* Recorded data:
+ + +
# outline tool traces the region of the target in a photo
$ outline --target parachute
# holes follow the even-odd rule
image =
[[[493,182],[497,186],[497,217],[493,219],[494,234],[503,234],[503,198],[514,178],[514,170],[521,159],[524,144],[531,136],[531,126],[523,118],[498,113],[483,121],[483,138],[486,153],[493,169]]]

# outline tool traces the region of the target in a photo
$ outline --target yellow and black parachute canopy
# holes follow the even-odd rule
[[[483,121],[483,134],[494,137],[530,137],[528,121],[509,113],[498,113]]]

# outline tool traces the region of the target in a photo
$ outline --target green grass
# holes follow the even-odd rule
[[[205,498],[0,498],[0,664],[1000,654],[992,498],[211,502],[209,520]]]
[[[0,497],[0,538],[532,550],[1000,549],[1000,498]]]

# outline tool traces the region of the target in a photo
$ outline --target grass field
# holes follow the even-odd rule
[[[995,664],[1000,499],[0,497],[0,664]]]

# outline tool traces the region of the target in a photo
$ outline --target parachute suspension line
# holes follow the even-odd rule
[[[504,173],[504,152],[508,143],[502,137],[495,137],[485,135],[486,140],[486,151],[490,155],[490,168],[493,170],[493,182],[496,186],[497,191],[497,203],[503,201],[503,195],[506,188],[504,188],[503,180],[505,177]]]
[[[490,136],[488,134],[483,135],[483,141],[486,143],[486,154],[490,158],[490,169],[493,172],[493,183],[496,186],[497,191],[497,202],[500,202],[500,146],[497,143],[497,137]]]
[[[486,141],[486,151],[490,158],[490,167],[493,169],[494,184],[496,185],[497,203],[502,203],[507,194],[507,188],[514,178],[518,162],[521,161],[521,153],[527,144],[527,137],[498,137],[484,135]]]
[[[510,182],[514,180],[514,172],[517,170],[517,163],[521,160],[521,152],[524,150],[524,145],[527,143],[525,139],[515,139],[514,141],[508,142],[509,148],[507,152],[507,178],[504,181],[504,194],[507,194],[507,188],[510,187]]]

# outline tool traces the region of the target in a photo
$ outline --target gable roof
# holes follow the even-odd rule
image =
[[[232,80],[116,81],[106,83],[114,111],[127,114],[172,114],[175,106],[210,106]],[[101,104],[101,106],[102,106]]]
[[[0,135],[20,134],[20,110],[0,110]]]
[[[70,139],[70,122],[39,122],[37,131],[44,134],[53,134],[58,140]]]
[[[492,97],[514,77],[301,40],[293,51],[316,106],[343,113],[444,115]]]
+ + +
* Try it: In the answer, every line above should be retyped exactly.

* Written answer:
# outline tool traces the region of the target in a photo
$ outline --target parachute
# holes follow the even-odd rule
image =
[[[493,182],[497,186],[497,217],[493,219],[494,234],[503,234],[503,198],[514,178],[514,170],[521,159],[524,144],[531,136],[531,126],[523,118],[498,113],[483,121],[483,138],[486,153],[493,169]]]

# outline tool traces the region of the target in a photo
$ outline --target yellow and black parachute canopy
# holes follow the even-odd rule
[[[483,121],[483,134],[494,137],[530,137],[528,121],[509,113],[498,113]]]

# outline tool traces the region of the target in a photo
$ outline --target green grass
# holes follow the even-odd rule
[[[205,498],[0,498],[0,664],[1000,654],[992,498],[211,502],[209,520]]]
[[[0,497],[0,538],[532,550],[1000,549],[1000,498]]]

# outline tool traces the region of the target in a photo
$ outline --target grass field
# holes follow the even-odd rule
[[[995,664],[1000,499],[0,497],[0,664]]]

# outline tool traces the region of the target in a photo
$ outline --target parachute suspension line
# holes follow the even-odd rule
[[[504,173],[504,152],[508,143],[502,137],[495,137],[485,135],[486,140],[486,151],[490,155],[490,168],[493,170],[493,182],[496,186],[497,191],[497,203],[503,201],[503,195],[506,188],[504,188],[503,180],[505,177]]]
[[[490,136],[488,134],[483,135],[483,141],[486,143],[486,154],[490,158],[490,169],[493,172],[493,183],[496,186],[497,191],[497,202],[500,202],[500,146],[497,143],[497,137]]]
[[[486,141],[486,151],[490,158],[490,167],[493,169],[494,184],[496,185],[497,203],[502,203],[507,194],[507,188],[514,178],[518,162],[521,161],[521,153],[527,144],[527,137],[498,137],[484,135]]]
[[[510,182],[514,180],[514,172],[517,170],[517,163],[521,160],[521,152],[524,150],[524,145],[527,143],[525,139],[515,139],[514,141],[508,142],[509,148],[507,152],[507,178],[504,181],[504,194],[507,194],[507,188],[510,187]]]

# outline tool traces the region of the target in a photo
$ outline --target gable roof
# holes follow the even-odd rule
image =
[[[232,80],[116,81],[106,83],[114,111],[127,114],[172,114],[175,106],[210,106]],[[101,104],[101,106],[102,106]]]
[[[0,135],[20,134],[20,110],[0,110]]]
[[[70,139],[70,122],[39,122],[37,131],[44,134],[53,134],[58,140]]]
[[[492,97],[514,77],[301,40],[293,51],[316,106],[343,113],[444,115]]]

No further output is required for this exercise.